[Given request]
Reproduce the passage of the purrr::map versus lapply question below that opens with the words "the output should" and closes with "at 10:45 Comment(17)", switching "benchmarks" to "timings".
** Begin Selection **
Why use purrr::map instead of lapply?
Asked Answered
K

5

244

Is there any reason why I should use

map(<list-like-object>, function(x) <do stuff>)

instead of

lapply(<list-like-object>, function(x) <do stuff>)

the output should be the same and the benchmarks I made seem to show that lapply is slightly faster (it should be as map needs to evaluate all the non-standard-evaluation input).

So is there any reason why for such simple cases I should actually consider switching to purrr::map? I am not asking here about one's likes or dislikes about the syntax, other functionalities provided by purrr etc., but strictly about comparison of purrr::map with lapply assuming using the standard evaluation, i.e. map(<list-like-object>, function(x) <do stuff>). Is there any advantage that purrr::map has in terms of performance, exception handling etc.? The comments below suggest that it does not, but maybe someone could elaborate a little bit more?

Kickapoo answered 14/7, 2017 at 10:45 Comment(17)
** End Selection **
** Begin Listed entries **
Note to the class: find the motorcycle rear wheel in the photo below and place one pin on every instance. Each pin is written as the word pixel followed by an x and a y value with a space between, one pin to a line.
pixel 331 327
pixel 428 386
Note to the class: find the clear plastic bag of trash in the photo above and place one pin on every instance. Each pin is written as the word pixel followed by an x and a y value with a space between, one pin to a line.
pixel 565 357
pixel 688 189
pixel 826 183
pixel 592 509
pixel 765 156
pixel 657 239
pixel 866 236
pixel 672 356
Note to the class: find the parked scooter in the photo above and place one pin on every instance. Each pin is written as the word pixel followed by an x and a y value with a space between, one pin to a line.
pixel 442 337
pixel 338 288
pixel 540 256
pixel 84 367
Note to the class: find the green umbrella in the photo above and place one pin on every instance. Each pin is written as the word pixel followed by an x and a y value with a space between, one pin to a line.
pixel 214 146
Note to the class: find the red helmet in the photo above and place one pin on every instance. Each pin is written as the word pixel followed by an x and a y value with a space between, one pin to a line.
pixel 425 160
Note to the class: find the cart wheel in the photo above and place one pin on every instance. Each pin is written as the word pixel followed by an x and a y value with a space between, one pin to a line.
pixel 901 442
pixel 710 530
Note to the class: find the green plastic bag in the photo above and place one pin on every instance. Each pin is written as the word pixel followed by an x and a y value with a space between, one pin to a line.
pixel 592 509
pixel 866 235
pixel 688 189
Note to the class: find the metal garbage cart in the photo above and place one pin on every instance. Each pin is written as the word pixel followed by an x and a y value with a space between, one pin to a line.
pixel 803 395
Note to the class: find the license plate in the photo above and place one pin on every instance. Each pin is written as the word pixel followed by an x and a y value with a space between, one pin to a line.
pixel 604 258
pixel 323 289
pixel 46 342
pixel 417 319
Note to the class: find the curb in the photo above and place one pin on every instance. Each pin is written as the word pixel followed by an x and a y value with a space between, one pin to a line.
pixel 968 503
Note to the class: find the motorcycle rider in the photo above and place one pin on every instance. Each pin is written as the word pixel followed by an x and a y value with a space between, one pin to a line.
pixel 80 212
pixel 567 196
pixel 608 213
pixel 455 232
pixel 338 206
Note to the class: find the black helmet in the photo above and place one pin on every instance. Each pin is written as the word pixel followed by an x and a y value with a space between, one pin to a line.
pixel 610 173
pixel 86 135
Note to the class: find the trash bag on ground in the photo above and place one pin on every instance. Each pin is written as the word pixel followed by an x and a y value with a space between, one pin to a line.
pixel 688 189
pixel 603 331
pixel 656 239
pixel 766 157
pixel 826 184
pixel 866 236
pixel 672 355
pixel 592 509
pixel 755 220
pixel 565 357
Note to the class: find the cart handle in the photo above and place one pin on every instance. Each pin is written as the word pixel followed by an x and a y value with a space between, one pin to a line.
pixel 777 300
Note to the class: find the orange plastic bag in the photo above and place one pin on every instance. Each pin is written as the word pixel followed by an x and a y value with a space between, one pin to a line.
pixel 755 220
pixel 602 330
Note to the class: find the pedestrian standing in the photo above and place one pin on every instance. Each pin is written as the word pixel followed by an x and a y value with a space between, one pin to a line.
** End Listed entries **
[Solution to the exercise]
the output should be the same and the timings I made seem to show that lapply is slightly faster (it should be as map needs to evaluate all the non-standard-evaluation input).

So is there any reason why for such simple cases I should actually consider switching to purrr::map? I am not asking here about one's likes or dislikes about the syntax, other functionalities provided by purrr etc., but strictly about comparison of purrr::map with lapply assuming using the standard evaluation, i.e. map(<list-like-object>, function(x) <do stuff>). Is there any advantage that purrr::map has in terms of performance, exception handling etc.? The comments below suggest that it does not, but maybe someone could elaborate a little bit more?

Kickapoo answered 14/7, 2017 at 10:45 Comment(17)